> [Task to carry out]
Wherever a picture appears, leave it out, and transcribe the rest of the records exactly.

--- --- ---

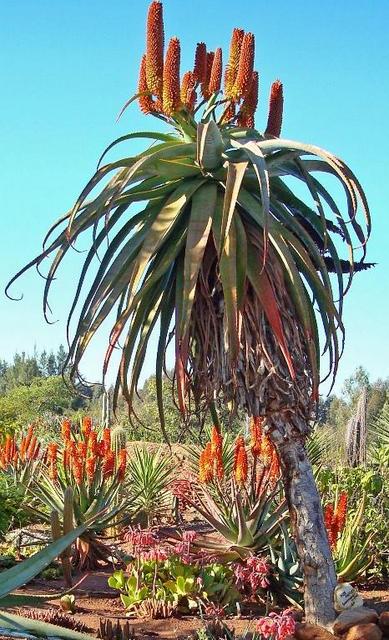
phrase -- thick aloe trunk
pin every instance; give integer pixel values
(308, 526)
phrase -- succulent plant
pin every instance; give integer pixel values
(54, 616)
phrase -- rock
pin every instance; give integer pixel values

--- --- ---

> [Your response]
phrase -- thick aloe trunk
pin every instance; give integer pixel values
(308, 526)
phrase -- succulent plant
pin every instance; give integer pixel values
(54, 616)
phrase -- rock
pin every instance; give integer pixel values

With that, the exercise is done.